Please render every line of the entries below as a Markdown table with the columns No. and Text, numbering each row and leaving out any blank lines.

Coordinate labeling data
● ● ●

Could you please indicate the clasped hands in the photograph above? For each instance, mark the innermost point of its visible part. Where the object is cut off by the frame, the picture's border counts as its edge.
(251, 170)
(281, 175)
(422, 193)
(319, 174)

● ● ●

Output below
| No. | Text |
|---|---|
| 1 | Could you please indicate the clasped hands in the photograph above? For each instance, mark the innermost point of its visible part. Where the object is cut off by the frame, the picture's border counts as its edge. |
| 2 | (251, 170) |
| 3 | (281, 175) |
| 4 | (422, 193) |
| 5 | (319, 174) |